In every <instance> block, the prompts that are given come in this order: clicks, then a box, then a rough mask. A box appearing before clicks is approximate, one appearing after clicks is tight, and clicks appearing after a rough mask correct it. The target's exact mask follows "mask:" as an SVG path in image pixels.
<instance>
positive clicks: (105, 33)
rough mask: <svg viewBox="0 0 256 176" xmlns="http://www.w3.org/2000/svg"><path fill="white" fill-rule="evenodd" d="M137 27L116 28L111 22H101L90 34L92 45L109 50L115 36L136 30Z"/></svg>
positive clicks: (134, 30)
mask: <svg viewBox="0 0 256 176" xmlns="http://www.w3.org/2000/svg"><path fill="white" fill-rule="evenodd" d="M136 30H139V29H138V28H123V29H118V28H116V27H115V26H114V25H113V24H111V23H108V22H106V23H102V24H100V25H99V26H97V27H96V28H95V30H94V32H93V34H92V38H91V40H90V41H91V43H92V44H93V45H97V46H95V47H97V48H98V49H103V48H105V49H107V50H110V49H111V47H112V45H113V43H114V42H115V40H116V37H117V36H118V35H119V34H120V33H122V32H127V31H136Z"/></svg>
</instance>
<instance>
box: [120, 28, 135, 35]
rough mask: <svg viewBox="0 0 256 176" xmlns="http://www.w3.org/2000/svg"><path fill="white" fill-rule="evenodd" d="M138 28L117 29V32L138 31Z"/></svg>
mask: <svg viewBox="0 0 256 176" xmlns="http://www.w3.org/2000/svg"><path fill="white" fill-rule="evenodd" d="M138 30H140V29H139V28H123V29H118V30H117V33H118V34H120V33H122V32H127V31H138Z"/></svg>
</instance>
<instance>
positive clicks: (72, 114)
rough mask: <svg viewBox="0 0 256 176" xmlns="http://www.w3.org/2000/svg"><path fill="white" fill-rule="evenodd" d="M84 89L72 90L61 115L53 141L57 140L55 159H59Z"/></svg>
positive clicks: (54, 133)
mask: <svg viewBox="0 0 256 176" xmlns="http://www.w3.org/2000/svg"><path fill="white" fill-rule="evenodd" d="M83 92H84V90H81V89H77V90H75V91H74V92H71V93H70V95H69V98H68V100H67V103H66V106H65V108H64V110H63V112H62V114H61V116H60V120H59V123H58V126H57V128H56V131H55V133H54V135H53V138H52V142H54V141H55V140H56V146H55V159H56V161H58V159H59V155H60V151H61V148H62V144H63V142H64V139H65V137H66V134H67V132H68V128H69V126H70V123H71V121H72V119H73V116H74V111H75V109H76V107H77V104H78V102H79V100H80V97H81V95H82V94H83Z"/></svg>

==

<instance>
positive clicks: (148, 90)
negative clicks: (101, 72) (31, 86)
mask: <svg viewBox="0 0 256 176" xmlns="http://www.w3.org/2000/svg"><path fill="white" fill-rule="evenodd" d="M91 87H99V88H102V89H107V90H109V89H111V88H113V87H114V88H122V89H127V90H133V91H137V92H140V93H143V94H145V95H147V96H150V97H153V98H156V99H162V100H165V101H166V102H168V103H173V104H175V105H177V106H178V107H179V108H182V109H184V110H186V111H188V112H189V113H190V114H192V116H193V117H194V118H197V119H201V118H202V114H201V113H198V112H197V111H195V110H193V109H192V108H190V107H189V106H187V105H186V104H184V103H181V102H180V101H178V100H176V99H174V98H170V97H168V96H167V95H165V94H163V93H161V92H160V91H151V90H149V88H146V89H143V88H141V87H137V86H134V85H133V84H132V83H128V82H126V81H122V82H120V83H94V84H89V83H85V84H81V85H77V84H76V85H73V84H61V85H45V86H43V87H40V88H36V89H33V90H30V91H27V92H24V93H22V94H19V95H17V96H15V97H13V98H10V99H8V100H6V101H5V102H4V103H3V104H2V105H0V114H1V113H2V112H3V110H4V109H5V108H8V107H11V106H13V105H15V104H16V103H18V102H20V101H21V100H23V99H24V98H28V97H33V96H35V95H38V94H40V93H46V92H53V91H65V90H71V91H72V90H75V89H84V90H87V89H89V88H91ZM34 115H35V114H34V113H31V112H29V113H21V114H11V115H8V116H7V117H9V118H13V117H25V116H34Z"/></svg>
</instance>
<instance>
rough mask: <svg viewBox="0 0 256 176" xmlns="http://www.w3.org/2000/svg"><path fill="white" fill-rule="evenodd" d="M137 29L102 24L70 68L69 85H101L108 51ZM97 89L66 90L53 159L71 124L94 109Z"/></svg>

...

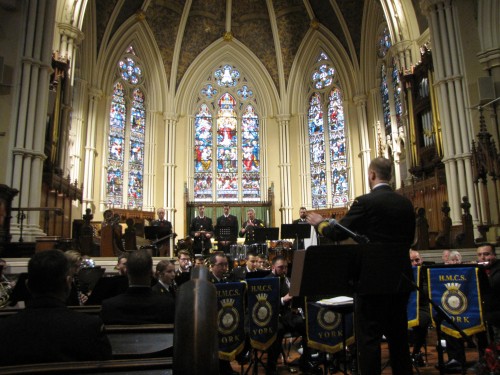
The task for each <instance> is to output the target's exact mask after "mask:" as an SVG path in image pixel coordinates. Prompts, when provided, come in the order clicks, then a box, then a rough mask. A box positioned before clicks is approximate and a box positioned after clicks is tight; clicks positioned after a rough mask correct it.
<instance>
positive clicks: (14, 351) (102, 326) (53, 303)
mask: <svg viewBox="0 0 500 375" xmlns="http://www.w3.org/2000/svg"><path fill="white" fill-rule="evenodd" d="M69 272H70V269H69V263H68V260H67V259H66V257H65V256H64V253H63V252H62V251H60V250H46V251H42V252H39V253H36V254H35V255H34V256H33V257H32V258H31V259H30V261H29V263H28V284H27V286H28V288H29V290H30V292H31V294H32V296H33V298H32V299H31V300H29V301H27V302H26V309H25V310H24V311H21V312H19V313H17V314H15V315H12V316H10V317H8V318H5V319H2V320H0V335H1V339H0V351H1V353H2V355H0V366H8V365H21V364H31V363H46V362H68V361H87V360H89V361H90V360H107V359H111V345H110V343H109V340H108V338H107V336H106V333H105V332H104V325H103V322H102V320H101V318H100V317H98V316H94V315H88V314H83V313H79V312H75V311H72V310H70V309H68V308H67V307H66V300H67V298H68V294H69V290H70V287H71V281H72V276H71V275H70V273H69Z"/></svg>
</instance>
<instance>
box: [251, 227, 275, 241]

* Activity *
Reproduce exactly the stretch of the material above that starts at the line with "In every <instance>" and ends at the line with "positive clicks: (105, 33)", both included, and nothing else.

* Result below *
In every <instance> block, the prompts that are given come in this order: clicks, then a box, then a rough mask. A box appearing before clicks is approximate, one appearing after clicks is tight, and clicks appearing after a rough mask correct it. The target's exact mask follows "mask:" as an SVG path in image pixels.
<instance>
positive clicks: (105, 33)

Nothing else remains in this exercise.